• _Set exercise_
Rewrite the rows below, swapping "metal handrail" for "steel railing" wherever it occurs and leaving everything else the same. Omit the pictures from your answer.

⟨

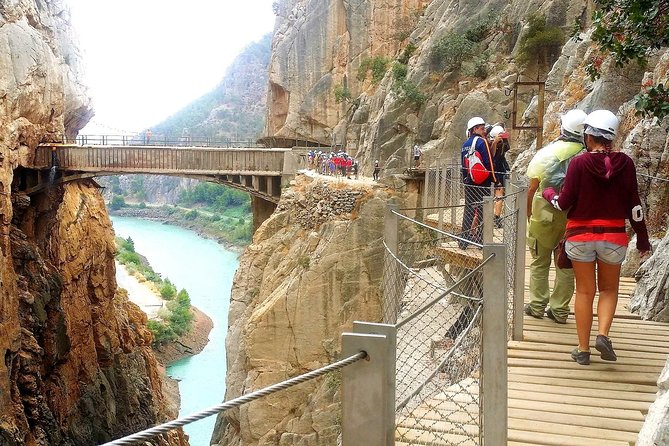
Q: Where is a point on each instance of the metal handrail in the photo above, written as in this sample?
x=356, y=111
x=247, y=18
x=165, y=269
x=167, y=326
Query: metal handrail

⟩

• _The reply_
Q: Where is a point on each instance of the steel railing in the photo above, written as in this sample?
x=356, y=111
x=247, y=18
x=165, y=269
x=167, y=326
Query: steel railing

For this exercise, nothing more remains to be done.